● Given text
══════════

3:50 pm on April 17th, 2009 57
Here’s my SQL version for Informix 7.20!
CREATE TEMP TABLE t_diamond(
t_aRow CHAR (40))
WITH NO LOG;
CREATE PROCEDURE diamond (userInput CHAR (1))
DEFINE p_alphabet CHAR (26);
DEFINE p_aLetter CHAR (1);
DEFINE i, p_noOfLetters, p_rowNumber, p_direction INT;
DEFINE p_line CHAR (40);
LET p_alphabet = “ABCDEFGHIJKLMNOPQRSTUVWXYZ”;
LET p_aLetter = “A”;
LET i = 1;
– Work out which letter has been entered
WHILE userInput != p_aLetter
LET p_aLetter = substr(p_alphabet,i, i + 1);
LET i = i + 1;
END WHILE
LET p_noOfLetters = i – 1;
LET p_rowNumber = 0;
LET p_direction = 1;
LET p_line = “”;
– First and last line
WHILE p_rowNumber >= 0
LET p_line = substr(p_line,0 , p_noOfLetters – p_rowNumber) || substr(p_alphabet, p_rowNumber, 1);
— Top half of diamond
IF p_rowNumber > 0 THEN
LET p_line = substr(p_line,0 , p_noOfLetters – p_rowNumber) || substr(p_alphabet, p_rowNumber + 1, 1);
LET p_line = substr(p_line,0, p_noOfLetters + p_rowNumber) || substr(p_alphabet, p_rowNumber + 1, 1);
END IF
— Bottom half of diamond
IF p_rowNumber = p_noOfLetters – 1 THEN
LET p_line = substr(p_line,0 , p_noOfLetters – p_rowNumber) || substr(p_alphabet, p_rowNumber + 1, 1);
LET p_line = substr(p_line,0, p_noOfLetters + p_rowNumber) || substr(p_alphabet, p_rowNumber + 1, 1);
LET p_direction = -1;
END IF
INSERT INTO t_diamond VALUES (p_line);
LET p_line = “”;
LET p_rowNumber = p_rowNumber + p_direction;
END WHILE
END PROCEDURE;
EXECUTE PROCEDURE diamond(“E”);
UNLOAD TO ‘diamond.txt’ DELIMITER ‘ ‘
SELECT * FROM t_diamond;
DROP TABLE t_diamond;
4:48 pm on April 17th, 2009 58
Here’s another J entry implementation.
seq=: i.&.(-&65)@>:&.(a.&i.)
diam=: [: (,~ |.@}.)"1 [: ]/. (, ,.@}.)&.|.@seq
example use (but remember to convert quotes back to single quotes).
diam’B’
note also, seq’E’ would produce the result
ABCDE
note that much the complexity of seq has to do with the structure of ascii — this would be somewhat simpler if the domain were numbers, with 0 being used for padding, instead of spaces.
5:10 pm on April 17th, 2009 59
Alternatively the problem would be simpler (and the result more generic) if the entire sequence of letters were specified as input.
I did not post any documentation, because this problem seems fairly simple and for the most part a person just needs to understand J’s primitives (http://www.jsoftware.com/help/dictionary/vocabul.htm) and grammar.
However for people struggling with the language: (, ,.@}.)&.|.@seq ‘E’ produces an L shaped arrangement of letters, and ]/. rotates it 45 degrees, and (,~ |.@}.)”1 mirrors this half diamond to make a full diamond. The [: are, in essence, punctuation.

══════════

[Recorded data]

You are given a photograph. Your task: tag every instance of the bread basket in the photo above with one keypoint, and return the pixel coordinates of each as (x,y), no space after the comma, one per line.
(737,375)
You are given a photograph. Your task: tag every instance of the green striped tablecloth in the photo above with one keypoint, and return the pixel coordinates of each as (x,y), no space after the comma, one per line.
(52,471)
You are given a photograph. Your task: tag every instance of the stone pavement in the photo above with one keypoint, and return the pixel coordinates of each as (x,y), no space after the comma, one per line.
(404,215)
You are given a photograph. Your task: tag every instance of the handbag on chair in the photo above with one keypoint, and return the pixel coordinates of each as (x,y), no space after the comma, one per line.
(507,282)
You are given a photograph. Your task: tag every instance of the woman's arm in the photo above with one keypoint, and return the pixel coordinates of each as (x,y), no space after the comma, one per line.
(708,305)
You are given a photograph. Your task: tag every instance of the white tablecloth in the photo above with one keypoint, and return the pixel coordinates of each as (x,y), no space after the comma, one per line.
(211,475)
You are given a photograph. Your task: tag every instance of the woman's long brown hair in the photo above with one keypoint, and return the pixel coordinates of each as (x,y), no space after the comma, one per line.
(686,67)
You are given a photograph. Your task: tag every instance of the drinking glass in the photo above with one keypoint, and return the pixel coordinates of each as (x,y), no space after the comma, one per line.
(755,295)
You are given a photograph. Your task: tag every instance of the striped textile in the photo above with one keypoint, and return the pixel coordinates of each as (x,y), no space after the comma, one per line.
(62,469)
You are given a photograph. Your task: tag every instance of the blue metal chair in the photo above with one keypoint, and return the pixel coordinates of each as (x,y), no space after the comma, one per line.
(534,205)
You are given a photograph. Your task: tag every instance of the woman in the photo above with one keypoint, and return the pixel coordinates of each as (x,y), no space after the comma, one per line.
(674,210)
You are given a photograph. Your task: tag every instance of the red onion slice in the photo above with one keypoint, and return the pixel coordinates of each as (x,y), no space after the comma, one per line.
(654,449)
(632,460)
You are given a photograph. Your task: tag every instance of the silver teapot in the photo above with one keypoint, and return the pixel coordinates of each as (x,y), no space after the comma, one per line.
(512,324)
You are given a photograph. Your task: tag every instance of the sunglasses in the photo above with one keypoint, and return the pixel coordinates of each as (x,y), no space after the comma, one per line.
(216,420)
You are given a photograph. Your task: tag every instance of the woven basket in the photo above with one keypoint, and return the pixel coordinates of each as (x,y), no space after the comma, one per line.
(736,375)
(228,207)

══════════

● Task instructions
• a. In the diamond-program thread, what does ]/. do to the L-shaped arrangement of letters?
• b. Please write the next part of the diamond-program thread, picking up after its last sentence.

● Answers to each task
• a. It rotates it 45 degrees.

• b.
6:44 pm on April 17th, 2009 60
Actually… ]/. mirrors and rotates in 45 degrees. Using . for some spaces to defeat html’s suppression of extraneous white space,
(, ,.@}.)&.|.@seq ‘E’
A
B
C
D
EDCBA
]/.(, ,.@}.)&.|.@seq ‘E’
A
.B
..C
…D
….E
…D
..C
.B
A
To get an idea of the mirroring involved, here’s some incremental representations of the intermediate result:
(, ,.@}.)seq ‘E’
ABCDE
B
C
D
E
(, ,.@}.)|.seq ‘E’
EDCBA
D
C
B
A
|.(, ,.@}.)|.seq ‘E’
A
B
C
D
EDCBA
But I use F&.|. instead |.F|. because the former is a single verb phrase while the latter is merely a run-on sequence of verbs.
(Sorry, I should probably stop explaining, but I keep noticing areas where my initial treatment was inadequate.)
7:50 pm on April 17th, 2009 61
@RDM – I am very grateful for your explanations as are other readers too I would imagine!
Tracy Harms sent in the other J version that arrived via e-mail: (Iverson’s J programming language):
3 :’(],|.@}:)(|.@}.”_1,.])(AB{~i.Y)(_2< \2#i.Y)}'' ''$~2#Y=.>:y(=i.1:)AB=.a.{~65+i.26′”0
Stunning stuff!
9:47 pm on April 17th, 2009 62
Another J solution:
(,}.@|.)|:(|.,}.)(={“1′ ‘,.])’A'([+i.@-.@-)&.(a.&i.) ‘E’
As RDM says, the majority of the complexity (i.e. code) results from the specification requiring textual (rather than numeric) i/o.
If numeric i/o were permissible, this could be reduced to:
(,}.@|.)|:(|.,}.)(*=)1+i. 5
Whether this improvement is due to the spec’s bias towards text or J’s bias towards numbers is subjective, but I expect the textual and numeric solutions will be substantially equivalent in most languages, with the textual version carrying a slight overhead (in terms of code length).
BTW, J is an array-oriented language, so it’s particularly suited for “these kind” of challenges. There are many ways to solve this puzzle in J, from the structural/descriptive, like above, to the imperative/instructive, which would explore the mathematical relationships hidden in the pattern.
My preference is for the code to be descriptive: i.e. for the code to describe the pattern (as a human would), rather than imperative, instructing the computer to build the pattern using relationships among the indices.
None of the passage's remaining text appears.